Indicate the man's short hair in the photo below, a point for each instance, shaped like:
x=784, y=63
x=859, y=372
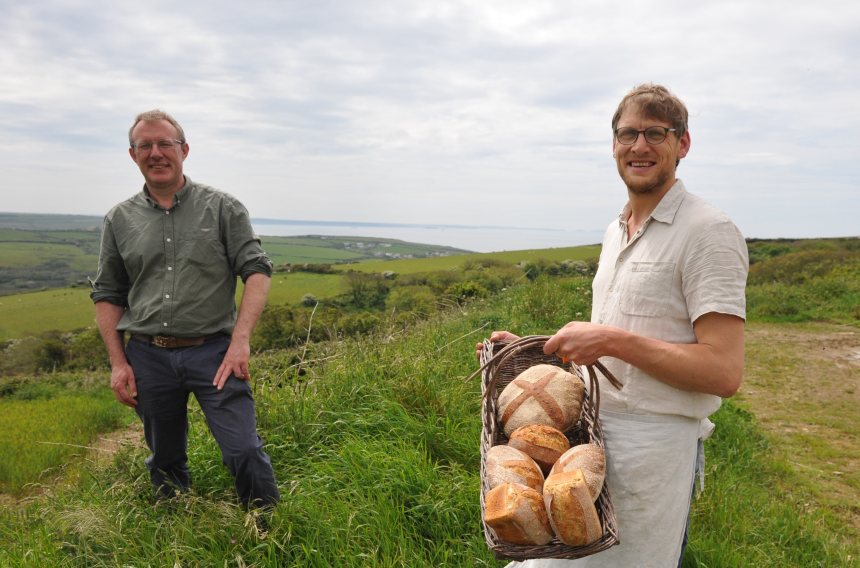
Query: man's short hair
x=655, y=102
x=152, y=115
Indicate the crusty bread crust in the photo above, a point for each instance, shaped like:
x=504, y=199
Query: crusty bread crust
x=506, y=464
x=542, y=394
x=589, y=458
x=517, y=514
x=571, y=510
x=544, y=444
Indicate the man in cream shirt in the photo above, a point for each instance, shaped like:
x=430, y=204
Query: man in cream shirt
x=668, y=321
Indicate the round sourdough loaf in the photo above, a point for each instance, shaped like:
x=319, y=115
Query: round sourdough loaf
x=544, y=444
x=517, y=514
x=589, y=458
x=542, y=394
x=506, y=464
x=572, y=513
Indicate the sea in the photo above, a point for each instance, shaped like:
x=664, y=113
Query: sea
x=475, y=238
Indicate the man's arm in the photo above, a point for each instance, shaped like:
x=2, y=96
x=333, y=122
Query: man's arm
x=122, y=380
x=712, y=365
x=239, y=353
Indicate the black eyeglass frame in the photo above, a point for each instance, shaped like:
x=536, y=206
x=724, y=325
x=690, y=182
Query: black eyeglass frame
x=629, y=129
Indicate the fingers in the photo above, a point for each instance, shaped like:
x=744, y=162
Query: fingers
x=226, y=370
x=551, y=345
x=124, y=387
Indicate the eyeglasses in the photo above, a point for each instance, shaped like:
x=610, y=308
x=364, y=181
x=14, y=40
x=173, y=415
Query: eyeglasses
x=163, y=145
x=653, y=134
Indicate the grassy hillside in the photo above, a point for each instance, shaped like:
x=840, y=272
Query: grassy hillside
x=375, y=444
x=33, y=260
x=67, y=309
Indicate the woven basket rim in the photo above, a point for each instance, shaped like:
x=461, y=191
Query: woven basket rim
x=498, y=358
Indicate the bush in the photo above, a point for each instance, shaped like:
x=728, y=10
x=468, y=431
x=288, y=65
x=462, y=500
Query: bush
x=469, y=290
x=418, y=300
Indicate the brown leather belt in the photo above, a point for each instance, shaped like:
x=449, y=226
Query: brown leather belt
x=171, y=342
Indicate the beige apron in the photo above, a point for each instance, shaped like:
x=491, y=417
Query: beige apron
x=651, y=461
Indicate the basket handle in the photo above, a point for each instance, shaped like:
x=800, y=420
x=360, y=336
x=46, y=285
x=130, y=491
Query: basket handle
x=512, y=348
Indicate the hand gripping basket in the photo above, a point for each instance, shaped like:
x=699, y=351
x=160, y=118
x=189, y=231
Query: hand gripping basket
x=500, y=364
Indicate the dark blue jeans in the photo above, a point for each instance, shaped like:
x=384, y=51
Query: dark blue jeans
x=165, y=378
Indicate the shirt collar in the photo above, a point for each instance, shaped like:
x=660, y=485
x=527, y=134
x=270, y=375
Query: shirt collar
x=177, y=197
x=665, y=210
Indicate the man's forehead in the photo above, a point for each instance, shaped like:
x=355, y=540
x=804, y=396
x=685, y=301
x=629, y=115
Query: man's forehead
x=637, y=113
x=154, y=125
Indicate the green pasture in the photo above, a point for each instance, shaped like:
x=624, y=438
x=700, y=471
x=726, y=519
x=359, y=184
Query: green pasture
x=431, y=264
x=68, y=309
x=39, y=437
x=18, y=254
x=63, y=309
x=297, y=253
x=375, y=444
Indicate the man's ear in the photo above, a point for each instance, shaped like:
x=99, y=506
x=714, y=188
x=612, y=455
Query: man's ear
x=684, y=145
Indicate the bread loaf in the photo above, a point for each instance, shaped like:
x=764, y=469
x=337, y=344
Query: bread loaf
x=517, y=514
x=589, y=458
x=544, y=444
x=571, y=510
x=542, y=394
x=506, y=464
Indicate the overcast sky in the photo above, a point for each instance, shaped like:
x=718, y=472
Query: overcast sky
x=435, y=111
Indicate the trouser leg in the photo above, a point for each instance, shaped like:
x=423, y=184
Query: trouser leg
x=230, y=414
x=162, y=407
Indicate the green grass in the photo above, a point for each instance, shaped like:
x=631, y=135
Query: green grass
x=412, y=266
x=376, y=448
x=68, y=309
x=62, y=309
x=38, y=437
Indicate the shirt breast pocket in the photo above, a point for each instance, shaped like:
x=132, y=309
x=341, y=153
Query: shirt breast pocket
x=649, y=290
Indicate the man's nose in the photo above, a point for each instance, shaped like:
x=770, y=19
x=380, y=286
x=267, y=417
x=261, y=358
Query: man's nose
x=640, y=143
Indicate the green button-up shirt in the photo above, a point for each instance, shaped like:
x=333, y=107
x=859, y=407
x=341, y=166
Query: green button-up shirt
x=174, y=270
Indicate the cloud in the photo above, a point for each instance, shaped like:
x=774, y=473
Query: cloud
x=433, y=112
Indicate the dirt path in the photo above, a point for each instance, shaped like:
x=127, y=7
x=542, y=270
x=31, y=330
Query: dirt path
x=802, y=382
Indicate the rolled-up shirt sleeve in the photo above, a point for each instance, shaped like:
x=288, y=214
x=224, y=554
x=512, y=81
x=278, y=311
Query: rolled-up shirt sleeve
x=111, y=283
x=244, y=248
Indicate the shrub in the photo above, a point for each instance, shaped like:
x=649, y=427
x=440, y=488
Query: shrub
x=419, y=300
x=463, y=291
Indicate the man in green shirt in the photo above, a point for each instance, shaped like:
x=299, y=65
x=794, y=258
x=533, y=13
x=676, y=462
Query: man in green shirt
x=166, y=283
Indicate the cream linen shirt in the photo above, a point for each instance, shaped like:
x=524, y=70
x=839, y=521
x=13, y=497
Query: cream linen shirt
x=688, y=259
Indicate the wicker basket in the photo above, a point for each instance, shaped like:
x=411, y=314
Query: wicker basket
x=500, y=364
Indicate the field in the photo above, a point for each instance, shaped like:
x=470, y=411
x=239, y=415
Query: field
x=390, y=478
x=69, y=308
x=374, y=434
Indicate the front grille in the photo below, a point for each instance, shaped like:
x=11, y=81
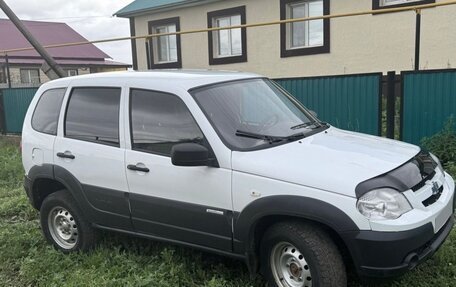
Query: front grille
x=433, y=198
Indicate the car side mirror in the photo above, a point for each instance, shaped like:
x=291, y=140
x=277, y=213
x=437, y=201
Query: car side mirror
x=190, y=154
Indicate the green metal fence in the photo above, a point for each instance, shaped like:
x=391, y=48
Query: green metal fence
x=351, y=102
x=429, y=99
x=15, y=104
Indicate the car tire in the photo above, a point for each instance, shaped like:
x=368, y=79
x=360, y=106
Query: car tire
x=301, y=254
x=63, y=224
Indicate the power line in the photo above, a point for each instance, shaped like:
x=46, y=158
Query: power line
x=416, y=8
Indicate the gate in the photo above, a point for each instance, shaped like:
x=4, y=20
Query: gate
x=429, y=99
x=15, y=104
x=350, y=102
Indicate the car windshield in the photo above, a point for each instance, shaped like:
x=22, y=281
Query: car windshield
x=254, y=113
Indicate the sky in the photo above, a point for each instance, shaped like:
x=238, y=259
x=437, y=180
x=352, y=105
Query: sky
x=91, y=18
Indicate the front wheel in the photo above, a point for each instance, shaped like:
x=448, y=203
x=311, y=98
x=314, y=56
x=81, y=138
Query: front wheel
x=295, y=254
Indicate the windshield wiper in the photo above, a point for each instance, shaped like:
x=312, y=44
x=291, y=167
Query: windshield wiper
x=314, y=125
x=268, y=138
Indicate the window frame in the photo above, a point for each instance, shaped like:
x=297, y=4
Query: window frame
x=130, y=122
x=3, y=75
x=213, y=60
x=217, y=131
x=31, y=82
x=67, y=105
x=168, y=65
x=65, y=89
x=68, y=72
x=376, y=4
x=284, y=33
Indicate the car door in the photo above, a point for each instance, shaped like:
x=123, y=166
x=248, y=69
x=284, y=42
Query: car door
x=185, y=204
x=89, y=154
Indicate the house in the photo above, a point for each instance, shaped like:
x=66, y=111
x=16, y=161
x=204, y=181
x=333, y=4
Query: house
x=359, y=44
x=24, y=67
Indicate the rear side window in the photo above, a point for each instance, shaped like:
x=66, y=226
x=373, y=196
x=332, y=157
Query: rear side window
x=46, y=116
x=93, y=115
x=159, y=121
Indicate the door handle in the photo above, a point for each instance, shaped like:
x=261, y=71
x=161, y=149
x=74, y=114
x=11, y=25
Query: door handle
x=65, y=155
x=137, y=168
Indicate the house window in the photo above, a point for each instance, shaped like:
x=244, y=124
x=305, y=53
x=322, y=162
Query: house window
x=227, y=46
x=165, y=51
x=382, y=4
x=72, y=72
x=308, y=37
x=2, y=75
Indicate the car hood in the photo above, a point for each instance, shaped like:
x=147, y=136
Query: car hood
x=334, y=160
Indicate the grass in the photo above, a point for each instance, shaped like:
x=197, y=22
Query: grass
x=27, y=260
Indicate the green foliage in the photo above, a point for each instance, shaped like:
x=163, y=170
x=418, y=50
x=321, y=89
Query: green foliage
x=27, y=260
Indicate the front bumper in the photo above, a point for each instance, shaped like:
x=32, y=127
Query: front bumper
x=380, y=253
x=386, y=254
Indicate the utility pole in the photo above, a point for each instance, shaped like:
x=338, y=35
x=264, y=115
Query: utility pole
x=38, y=47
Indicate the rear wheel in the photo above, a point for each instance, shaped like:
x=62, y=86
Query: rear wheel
x=295, y=254
x=63, y=224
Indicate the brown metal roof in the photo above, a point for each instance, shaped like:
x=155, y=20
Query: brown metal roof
x=47, y=33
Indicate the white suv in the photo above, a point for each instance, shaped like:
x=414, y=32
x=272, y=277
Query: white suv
x=232, y=164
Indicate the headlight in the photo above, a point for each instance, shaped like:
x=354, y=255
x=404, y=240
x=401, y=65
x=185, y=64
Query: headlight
x=382, y=204
x=439, y=164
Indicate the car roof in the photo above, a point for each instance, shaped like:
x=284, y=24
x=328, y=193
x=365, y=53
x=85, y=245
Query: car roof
x=185, y=79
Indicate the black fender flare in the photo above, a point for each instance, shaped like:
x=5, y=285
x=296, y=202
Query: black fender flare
x=76, y=189
x=65, y=178
x=290, y=206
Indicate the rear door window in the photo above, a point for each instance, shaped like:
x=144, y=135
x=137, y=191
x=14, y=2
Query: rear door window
x=46, y=116
x=159, y=121
x=93, y=115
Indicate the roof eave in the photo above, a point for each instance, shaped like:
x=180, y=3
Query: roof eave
x=163, y=8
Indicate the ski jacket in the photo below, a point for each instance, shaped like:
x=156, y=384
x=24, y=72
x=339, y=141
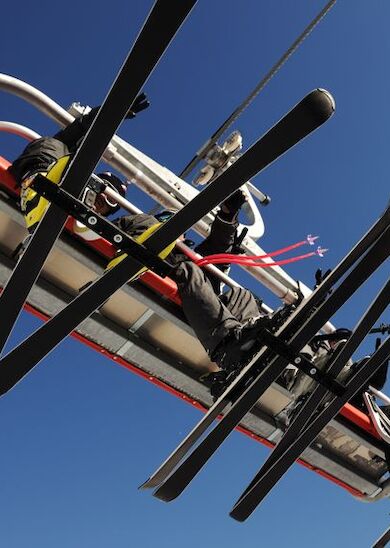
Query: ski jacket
x=41, y=153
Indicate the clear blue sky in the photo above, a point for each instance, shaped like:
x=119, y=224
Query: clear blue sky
x=79, y=434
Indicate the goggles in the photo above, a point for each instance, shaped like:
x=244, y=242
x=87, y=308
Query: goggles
x=90, y=196
x=164, y=216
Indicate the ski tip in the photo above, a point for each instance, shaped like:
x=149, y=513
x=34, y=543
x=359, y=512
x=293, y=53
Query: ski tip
x=237, y=515
x=148, y=484
x=321, y=103
x=165, y=495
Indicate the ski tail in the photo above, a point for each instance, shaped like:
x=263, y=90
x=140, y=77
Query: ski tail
x=311, y=321
x=308, y=410
x=259, y=490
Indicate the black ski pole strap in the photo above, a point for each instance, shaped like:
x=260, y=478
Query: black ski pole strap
x=107, y=230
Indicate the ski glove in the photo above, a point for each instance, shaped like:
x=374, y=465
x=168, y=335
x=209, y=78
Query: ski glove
x=140, y=103
x=231, y=206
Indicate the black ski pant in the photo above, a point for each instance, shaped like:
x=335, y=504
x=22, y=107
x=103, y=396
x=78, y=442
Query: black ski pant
x=212, y=317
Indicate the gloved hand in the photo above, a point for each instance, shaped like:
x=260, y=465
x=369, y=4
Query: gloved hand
x=140, y=103
x=232, y=205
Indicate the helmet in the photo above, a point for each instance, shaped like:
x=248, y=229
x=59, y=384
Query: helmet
x=116, y=184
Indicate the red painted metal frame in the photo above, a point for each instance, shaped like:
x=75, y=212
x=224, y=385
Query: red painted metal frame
x=168, y=289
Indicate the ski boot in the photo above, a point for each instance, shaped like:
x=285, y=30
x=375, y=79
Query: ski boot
x=235, y=352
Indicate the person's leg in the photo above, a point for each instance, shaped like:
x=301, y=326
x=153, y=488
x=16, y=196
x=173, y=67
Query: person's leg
x=241, y=304
x=208, y=316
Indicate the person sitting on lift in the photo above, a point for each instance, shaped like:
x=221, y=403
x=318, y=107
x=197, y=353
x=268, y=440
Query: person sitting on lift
x=41, y=155
x=224, y=323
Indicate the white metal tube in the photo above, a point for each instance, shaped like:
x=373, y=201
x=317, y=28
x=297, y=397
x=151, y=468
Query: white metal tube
x=18, y=129
x=380, y=395
x=276, y=280
x=131, y=208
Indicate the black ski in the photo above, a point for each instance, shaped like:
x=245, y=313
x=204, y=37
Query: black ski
x=242, y=509
x=304, y=118
x=301, y=327
x=260, y=489
x=335, y=366
x=193, y=437
x=159, y=29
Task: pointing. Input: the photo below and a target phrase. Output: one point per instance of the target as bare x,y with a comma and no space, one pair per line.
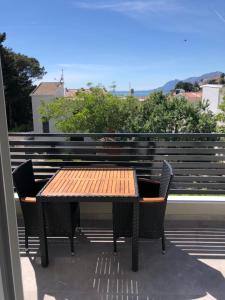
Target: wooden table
91,185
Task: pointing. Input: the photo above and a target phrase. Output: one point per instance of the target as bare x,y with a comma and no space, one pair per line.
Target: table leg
135,236
42,236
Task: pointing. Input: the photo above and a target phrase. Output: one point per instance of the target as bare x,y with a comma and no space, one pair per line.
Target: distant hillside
170,85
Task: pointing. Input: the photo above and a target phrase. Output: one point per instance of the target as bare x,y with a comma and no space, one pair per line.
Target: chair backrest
165,179
23,178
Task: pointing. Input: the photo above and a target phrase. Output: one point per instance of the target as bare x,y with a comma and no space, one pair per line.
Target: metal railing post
10,268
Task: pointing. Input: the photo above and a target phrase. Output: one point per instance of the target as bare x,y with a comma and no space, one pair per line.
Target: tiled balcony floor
193,267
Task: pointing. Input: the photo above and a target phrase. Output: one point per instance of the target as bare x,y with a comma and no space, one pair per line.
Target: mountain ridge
170,85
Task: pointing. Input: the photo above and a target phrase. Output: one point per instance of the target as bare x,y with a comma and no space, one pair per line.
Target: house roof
212,85
193,96
190,96
47,88
70,92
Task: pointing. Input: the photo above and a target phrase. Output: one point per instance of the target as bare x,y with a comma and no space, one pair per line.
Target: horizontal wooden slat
198,160
119,151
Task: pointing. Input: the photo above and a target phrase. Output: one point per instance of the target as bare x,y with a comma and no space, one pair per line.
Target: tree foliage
221,117
19,73
101,111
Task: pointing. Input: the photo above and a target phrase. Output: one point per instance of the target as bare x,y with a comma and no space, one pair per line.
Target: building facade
214,93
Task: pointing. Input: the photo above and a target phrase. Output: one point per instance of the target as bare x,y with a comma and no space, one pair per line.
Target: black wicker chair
61,219
153,200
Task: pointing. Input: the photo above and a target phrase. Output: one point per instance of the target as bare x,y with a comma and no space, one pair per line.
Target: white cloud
136,6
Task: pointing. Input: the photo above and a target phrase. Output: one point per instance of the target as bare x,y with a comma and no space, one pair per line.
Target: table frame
41,200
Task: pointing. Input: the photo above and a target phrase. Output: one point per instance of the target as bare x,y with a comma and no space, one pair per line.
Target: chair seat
152,200
29,199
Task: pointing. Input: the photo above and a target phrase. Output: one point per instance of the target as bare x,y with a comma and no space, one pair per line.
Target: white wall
211,94
36,103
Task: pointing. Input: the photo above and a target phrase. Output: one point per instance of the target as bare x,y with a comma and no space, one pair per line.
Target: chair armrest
148,188
152,200
28,200
147,180
39,184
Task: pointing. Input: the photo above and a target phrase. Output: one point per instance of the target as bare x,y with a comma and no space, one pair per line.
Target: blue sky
137,41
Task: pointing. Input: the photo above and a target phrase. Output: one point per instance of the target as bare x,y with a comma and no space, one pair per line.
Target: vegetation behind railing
198,159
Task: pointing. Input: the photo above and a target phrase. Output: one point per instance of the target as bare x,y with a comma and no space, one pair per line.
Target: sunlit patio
192,268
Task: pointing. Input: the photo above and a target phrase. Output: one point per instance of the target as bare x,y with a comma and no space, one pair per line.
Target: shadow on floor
96,273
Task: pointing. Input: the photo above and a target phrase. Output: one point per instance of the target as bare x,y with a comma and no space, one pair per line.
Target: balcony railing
198,160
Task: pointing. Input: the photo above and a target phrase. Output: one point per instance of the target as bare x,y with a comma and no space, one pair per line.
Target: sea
136,93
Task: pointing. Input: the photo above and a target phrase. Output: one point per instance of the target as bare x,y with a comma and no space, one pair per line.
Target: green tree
101,111
161,113
222,79
96,111
221,117
19,74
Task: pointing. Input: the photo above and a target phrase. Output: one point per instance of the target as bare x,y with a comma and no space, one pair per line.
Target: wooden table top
92,182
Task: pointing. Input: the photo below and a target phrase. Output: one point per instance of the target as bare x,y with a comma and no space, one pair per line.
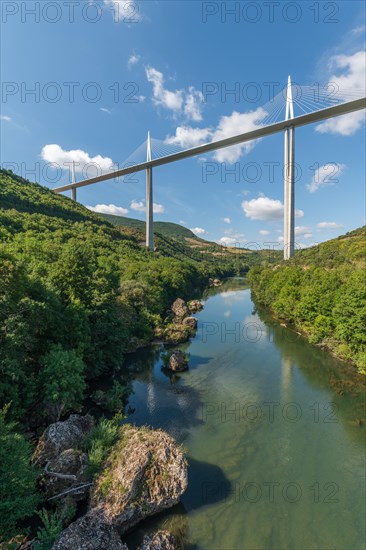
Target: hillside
167,229
75,290
322,293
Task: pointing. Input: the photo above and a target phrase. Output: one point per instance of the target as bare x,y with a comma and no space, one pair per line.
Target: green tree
62,381
18,496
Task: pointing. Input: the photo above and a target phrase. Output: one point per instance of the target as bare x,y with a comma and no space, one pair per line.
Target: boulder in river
145,473
176,333
60,436
194,306
91,532
161,540
178,361
190,322
179,308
== == ==
### TASK STATEMENT
In the listing above, find each line containing "below" and copy it.

### OUTPUT
Indicate the man's short hair in the photo below, a point for each instance, shaped like:
Indicate the front grille in the photo below, a point for each instance, shaped like:
Indicate the ski jacket in the photo below, a point for each instance, shaped like:
Task: pointing. Input: the photo below and a target phrase. Output: one point per instance of the target as bare x,y with a comma and no space, one pair per line.
Task: pointing. Input: the photo below and a target phrase. Output: one point per instance of the target as bare x,y with a comma and no space, one pair per line.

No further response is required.